◆ INSTRUCTION: Please repeat the lines from the line with "Reviewer note: check that each instance of the breakwater" through the last line, requests included, scaling each coordinate in the answers by 1.45 and rounding to whole numbers with halves rounded up. Leave the numbers in the requests unchanged.

───── INFORMATION SHOWN ─────

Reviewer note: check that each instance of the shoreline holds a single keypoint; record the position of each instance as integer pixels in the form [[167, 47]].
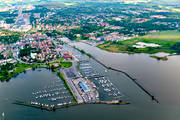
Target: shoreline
[[54, 108], [117, 70]]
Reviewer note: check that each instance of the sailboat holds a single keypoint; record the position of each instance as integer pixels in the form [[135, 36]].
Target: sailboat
[[3, 114]]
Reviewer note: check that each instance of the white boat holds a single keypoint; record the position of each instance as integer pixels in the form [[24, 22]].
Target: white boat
[[3, 114]]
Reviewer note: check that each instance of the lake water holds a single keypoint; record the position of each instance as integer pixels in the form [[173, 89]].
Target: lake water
[[141, 107]]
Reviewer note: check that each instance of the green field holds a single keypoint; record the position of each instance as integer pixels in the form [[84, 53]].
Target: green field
[[169, 41]]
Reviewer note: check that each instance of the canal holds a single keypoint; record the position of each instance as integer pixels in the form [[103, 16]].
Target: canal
[[25, 85]]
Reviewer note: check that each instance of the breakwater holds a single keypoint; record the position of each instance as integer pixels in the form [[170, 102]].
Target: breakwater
[[117, 70]]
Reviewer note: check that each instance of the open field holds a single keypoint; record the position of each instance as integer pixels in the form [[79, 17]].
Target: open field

─────

◆ WORKED ANSWER:
Reviewer note: check that each instance of the breakwater holds a single keypoint; record the position of each instance as integer pixels in the form [[170, 102]].
Target: breakwater
[[170, 102]]
Reviewer note: check that each instance of the open field holds a single keypoint; record the position of each instance as integer pixels in the form [[79, 17]].
Target: open field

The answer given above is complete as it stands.